Exercices
1) Dans le texte sur Man Ray et la mode, relevez toutes les créatrices de mode que Man Ray a immortalisées.
2) Indiquez, s'il vous plaît, si chaque affirmation concorde avec le texte sur Man Ray et la mode, en répondant par oui ou non et en citant les mots décisifs du texte. (a) Margiela présente sa troisième collection à l'automne 1989 dans une aire de jeu de l'est parisien. (b) Le débardeur de la robe grise a des proportions augmentées à 150 %. (c) Dans les grands magazines de mode de l'époque, les mannequins sont déjà très présentes.

Document

+ + + + +

Créateur avant-gardiste d’une mode conceptuelle mais également plasticien discret, Martin Margiela s’est justement souvent tourné vers Man Ray et sa manière d’aborder le corps. À l’automne 1989, alors qu’il présente sa troisième collection dans une aire de jeu de l’est parisien, le jeune Belge y dévoile une robe longue grise qui paraît avoir été moulée directement sur le corps de la mannequin. De plus près, on découvre que cette robe est en réalité composée d'un débardeur ultra oversize aux proportions augmentées à 200%. Afin d’y draper le corps, le créateur a recouvert le tissu gris d’un haut transparent ultra moulant, presque invisible, serrant le débardeur contre la silhouette. En résulte un ensemble définitivement sculptural qui, à l’image des mises en scène de Man Ray, joue avec la perception du vêtement selon si on le découvre à l’image, sur cintre ou sur mannequin. Cette création composite évoque également les grands principes photographiques de l'artiste surréaliste : les liserais blancs qui bordent la robe pourraient bien être un clin d’œil aux contours blancs de ses corps en négatif, illuminés par le procédé de solarisation que Man Ray a mis au point, tandis que le mariage du haut et du débardeur évoque sa superposition fréquente de différentes prises de vue lors du tirage afin de décupler des corps, rendus translucides et presque spectraux.

À gauche : Man Ray, Nancy Cunard, 1926 © Centre Pompidou, MNAM-CCI, dist. Rmn-Grand Palais / Man Ray 2015 Trust / Sabam Belgium 2023. À droite : Dries Van Noten, Autumn-Winter 2008-09 © MoMu, photo: Stany Dederen.

Les élégantes parisiennes, muses d’une époque, avec Dries Van Noten

 

 

Dora Maar, Sarah Bernhardt, Loïe Fuller ou encore Camille Claudel… À l’orée du 20e siècle, nombre d’artistes et femmes illustres sont devenues de véritables muses pour les artistes masculins français et notamment les surréalistes, chez qui la figure féminine – souvent idéalisée et érotisée – a représenté l’un des principaux sujets. Entre son travail “commercial” de photographe de mode et sa pratique plus “artistique”, comme il aimait à les distinguer lui-même, Man Ray immortalise dès les années 20 des dizaines de femmes de son époque, dont certaines l’inspirent grandement. On pense bien sûr à ses compagnes Lee Miller, Kiki de Montparnasse ou encore Adrienne Fidelin, mais aussi aux créatrices de mode Coco Chanel, Elsa Schiaparelli et Honorine Deschrijver – dite “Norine” –, ou encore des figures influentes de la haute société parisienne, de Gertrude Stein à Marie-Laure de Noailles, en passant par la comtesse de Beaumont. Dans les grands magazines de mode qui ne cessent de se développer, où les mannequins sont encore peu présentes, ce sont précisément ces élégantes Parisiennes qui inspirent les lectrices. Ainsi, au fil des pages du Vogue, leurs portraits signés par de Man Ray s’accompagnent d’informations sur les modèles, leur statut social et leur ville de résidence, façonnant de véritables icônes du style et exemples à suivre.

+ + + + +

Matériel présenté
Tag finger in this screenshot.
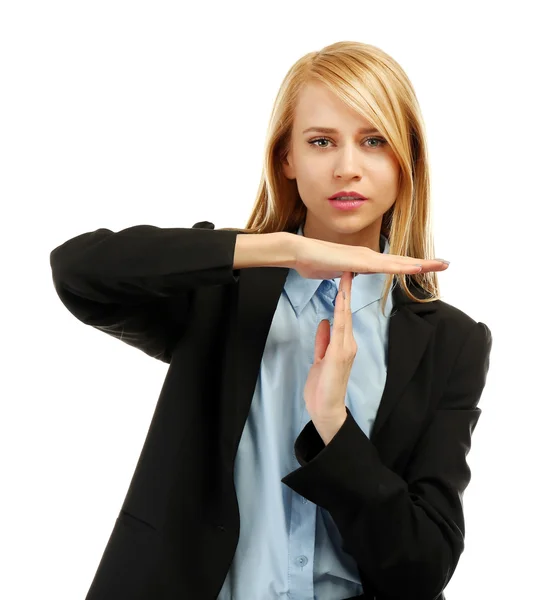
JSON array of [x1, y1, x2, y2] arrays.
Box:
[[341, 271, 353, 346], [330, 273, 347, 356]]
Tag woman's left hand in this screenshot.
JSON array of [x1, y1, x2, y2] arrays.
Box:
[[303, 271, 358, 428]]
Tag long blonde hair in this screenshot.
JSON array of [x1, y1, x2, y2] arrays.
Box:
[[217, 41, 439, 313]]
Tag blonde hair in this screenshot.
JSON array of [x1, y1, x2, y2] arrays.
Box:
[[217, 41, 439, 314]]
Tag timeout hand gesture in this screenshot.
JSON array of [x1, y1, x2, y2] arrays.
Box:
[[303, 271, 358, 425], [303, 261, 447, 444]]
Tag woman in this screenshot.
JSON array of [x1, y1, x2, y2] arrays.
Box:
[[51, 42, 492, 600]]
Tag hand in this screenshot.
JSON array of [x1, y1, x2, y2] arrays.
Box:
[[292, 235, 448, 279], [303, 272, 358, 424]]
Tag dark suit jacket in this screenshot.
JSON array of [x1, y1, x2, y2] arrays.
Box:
[[51, 221, 492, 600]]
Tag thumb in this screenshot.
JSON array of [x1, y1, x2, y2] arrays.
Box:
[[314, 319, 330, 363]]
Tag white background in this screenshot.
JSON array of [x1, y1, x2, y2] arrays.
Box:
[[0, 0, 546, 600]]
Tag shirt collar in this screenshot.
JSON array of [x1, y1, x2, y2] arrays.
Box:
[[284, 224, 388, 316]]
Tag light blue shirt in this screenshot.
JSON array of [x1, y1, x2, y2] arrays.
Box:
[[218, 226, 392, 600]]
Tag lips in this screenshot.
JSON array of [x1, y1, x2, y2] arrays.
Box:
[[328, 191, 368, 200]]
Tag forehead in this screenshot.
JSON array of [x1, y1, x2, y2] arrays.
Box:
[[294, 82, 372, 132]]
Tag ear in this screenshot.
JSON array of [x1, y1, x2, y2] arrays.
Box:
[[282, 151, 296, 179]]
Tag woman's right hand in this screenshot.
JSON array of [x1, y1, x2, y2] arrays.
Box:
[[292, 235, 449, 279]]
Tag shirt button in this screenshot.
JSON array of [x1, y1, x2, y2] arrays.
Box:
[[296, 556, 309, 567]]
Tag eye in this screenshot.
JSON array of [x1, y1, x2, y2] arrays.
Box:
[[308, 137, 387, 150]]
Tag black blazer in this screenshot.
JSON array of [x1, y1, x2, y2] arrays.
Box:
[[50, 221, 492, 600]]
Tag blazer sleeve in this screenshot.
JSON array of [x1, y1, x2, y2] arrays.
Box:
[[282, 323, 492, 600], [50, 221, 240, 363]]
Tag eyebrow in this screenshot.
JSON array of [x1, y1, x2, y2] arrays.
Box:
[[301, 127, 381, 134]]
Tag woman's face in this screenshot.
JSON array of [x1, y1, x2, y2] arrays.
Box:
[[283, 84, 400, 252]]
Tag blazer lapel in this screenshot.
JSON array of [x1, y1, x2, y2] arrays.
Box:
[[232, 267, 436, 444]]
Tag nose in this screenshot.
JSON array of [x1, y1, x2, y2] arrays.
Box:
[[334, 144, 362, 179]]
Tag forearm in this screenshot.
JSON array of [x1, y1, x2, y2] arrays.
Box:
[[233, 231, 297, 270]]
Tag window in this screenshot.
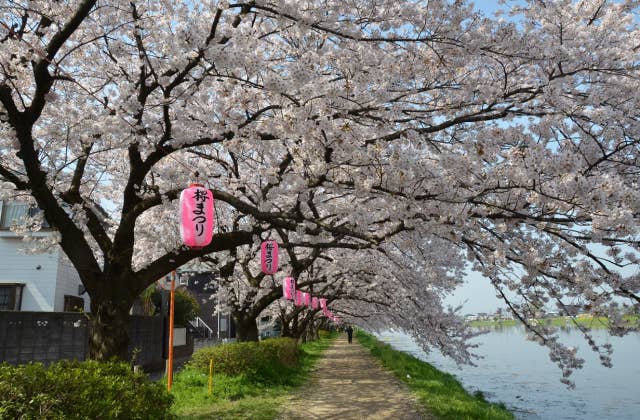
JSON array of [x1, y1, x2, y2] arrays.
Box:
[[0, 283, 24, 311], [63, 295, 84, 312], [0, 201, 49, 229]]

+ + + + +

Réponses attendues
1) Coco Chanel, Elsa Schiaparelli et Honorine Deschrijver, dite « Norine ».

2)
(a) Oui : « À l’automne 1989, alors qu’il présente sa troisième collection dans une aire de jeu de l’est parisien ».
(b) Non : « aux proportions augmentées à 200% ».
(c) Non : « où les mannequins sont encore peu présentes ».